[Items from a pointing dataset]
* * * * *

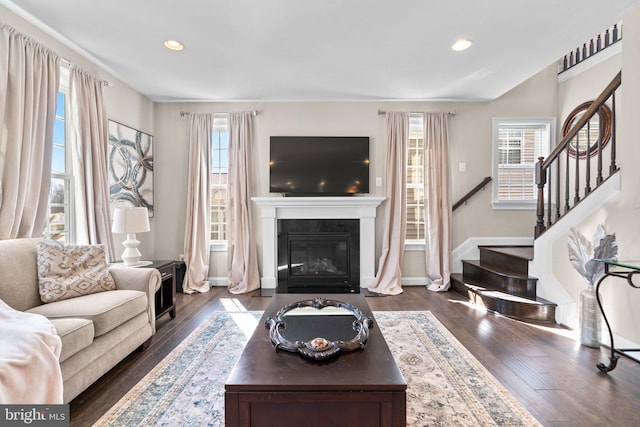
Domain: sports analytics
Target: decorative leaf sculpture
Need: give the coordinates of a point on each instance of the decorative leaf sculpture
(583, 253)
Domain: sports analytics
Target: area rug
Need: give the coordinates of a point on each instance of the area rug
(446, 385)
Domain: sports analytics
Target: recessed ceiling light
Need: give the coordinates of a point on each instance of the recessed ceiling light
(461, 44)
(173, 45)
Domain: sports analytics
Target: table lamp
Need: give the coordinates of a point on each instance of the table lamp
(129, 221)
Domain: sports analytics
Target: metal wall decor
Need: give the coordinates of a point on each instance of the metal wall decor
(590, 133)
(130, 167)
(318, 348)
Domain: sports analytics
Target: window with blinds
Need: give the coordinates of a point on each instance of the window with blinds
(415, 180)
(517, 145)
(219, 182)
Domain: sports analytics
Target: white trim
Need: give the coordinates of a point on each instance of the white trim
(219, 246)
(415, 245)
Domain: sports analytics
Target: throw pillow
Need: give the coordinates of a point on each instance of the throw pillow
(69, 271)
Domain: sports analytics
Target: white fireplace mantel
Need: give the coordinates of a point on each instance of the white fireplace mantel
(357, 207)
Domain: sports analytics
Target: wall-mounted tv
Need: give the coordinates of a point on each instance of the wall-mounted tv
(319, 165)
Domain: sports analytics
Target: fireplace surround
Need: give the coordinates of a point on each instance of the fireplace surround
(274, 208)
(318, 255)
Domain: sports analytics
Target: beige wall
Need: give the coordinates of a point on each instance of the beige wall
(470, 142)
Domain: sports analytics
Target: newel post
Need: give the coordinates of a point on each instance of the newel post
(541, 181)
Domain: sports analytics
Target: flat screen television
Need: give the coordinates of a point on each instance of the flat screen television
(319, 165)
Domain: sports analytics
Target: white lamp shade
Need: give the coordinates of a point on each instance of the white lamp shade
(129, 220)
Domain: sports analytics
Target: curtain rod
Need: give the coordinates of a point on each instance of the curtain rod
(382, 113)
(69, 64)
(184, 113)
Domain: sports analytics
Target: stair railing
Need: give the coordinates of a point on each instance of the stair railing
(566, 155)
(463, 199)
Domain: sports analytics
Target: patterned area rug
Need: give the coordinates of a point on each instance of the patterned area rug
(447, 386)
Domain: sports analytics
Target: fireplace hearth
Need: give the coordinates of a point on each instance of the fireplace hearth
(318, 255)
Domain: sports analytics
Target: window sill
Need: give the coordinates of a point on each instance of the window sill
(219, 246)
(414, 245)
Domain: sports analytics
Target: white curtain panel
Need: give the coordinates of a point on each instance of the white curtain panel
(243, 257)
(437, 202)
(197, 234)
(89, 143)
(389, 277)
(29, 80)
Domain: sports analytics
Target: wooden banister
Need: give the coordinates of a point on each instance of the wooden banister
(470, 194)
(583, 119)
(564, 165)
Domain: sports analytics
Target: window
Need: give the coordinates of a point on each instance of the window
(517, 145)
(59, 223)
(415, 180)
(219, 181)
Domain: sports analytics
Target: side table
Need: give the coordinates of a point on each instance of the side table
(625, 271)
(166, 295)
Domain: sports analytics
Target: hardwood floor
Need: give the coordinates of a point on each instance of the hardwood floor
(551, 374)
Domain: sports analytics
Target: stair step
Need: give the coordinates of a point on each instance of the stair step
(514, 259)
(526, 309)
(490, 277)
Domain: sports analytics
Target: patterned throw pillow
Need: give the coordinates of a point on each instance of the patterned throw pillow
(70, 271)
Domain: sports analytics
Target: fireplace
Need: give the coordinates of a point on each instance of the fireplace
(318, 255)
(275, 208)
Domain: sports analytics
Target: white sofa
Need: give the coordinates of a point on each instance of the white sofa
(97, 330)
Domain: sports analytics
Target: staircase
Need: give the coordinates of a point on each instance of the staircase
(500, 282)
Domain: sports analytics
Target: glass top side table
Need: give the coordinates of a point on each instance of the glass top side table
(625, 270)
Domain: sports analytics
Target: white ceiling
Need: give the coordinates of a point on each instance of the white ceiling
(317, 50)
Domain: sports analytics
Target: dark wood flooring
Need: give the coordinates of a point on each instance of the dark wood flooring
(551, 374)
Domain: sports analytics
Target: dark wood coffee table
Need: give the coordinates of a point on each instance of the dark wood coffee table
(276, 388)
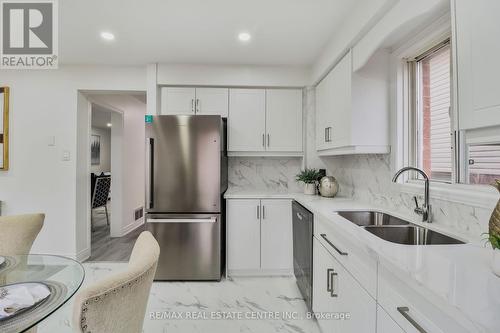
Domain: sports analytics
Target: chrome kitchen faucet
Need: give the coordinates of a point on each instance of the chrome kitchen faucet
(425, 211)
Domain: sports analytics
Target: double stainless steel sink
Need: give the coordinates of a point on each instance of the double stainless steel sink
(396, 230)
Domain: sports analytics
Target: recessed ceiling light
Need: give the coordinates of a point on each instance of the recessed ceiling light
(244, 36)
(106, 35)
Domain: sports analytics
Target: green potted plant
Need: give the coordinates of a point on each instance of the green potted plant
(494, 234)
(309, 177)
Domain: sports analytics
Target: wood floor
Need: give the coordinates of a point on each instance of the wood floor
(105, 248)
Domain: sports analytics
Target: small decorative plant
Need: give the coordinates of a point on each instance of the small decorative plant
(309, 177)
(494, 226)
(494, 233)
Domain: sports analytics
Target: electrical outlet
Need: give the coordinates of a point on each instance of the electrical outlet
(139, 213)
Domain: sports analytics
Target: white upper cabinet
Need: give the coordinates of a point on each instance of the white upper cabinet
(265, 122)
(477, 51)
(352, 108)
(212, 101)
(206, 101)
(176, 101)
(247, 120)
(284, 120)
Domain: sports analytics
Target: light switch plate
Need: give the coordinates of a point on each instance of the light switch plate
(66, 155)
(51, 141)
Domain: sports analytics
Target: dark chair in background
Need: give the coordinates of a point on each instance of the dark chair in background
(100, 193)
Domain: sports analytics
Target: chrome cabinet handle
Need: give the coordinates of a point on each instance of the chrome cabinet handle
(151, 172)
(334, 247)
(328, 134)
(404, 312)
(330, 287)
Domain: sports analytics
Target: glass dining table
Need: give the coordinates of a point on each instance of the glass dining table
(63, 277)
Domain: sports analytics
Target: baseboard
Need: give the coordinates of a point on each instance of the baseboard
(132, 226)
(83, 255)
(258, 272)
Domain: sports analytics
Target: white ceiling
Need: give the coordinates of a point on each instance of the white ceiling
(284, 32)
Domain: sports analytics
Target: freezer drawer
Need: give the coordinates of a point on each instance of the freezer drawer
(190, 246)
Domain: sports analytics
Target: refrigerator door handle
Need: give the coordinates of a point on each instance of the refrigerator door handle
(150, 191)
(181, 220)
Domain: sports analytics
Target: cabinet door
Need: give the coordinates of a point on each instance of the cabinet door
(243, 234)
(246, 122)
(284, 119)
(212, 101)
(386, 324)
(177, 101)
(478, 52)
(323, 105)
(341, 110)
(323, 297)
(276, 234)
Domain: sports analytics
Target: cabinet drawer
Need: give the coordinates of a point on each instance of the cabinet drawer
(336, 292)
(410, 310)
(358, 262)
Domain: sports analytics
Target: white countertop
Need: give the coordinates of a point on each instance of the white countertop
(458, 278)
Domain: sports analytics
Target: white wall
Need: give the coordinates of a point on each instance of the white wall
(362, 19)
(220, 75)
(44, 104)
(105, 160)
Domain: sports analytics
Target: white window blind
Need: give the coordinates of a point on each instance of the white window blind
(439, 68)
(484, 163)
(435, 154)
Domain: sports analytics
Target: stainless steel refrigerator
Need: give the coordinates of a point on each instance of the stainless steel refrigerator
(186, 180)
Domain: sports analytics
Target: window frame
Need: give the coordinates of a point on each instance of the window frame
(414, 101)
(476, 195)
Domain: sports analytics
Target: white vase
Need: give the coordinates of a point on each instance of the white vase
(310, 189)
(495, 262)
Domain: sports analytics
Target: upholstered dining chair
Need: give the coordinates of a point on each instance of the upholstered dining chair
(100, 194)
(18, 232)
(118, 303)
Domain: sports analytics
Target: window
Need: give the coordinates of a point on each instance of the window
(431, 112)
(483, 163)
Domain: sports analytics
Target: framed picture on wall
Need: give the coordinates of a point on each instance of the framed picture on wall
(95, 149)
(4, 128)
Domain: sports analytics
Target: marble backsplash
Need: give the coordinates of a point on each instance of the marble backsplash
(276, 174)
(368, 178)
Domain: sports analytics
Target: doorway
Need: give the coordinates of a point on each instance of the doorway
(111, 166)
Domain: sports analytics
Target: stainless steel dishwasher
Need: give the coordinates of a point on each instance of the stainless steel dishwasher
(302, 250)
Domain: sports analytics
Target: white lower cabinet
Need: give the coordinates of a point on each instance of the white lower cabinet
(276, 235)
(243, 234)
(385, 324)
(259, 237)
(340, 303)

* * * * *

Exercise brief -
Locate each line of the items above that contains the string "kitchen", and copy every such line.

Worked answer -
Target: chrome kitchen faucet
Need: give the coordinates of a point on each instance of the chrome kitchen faucet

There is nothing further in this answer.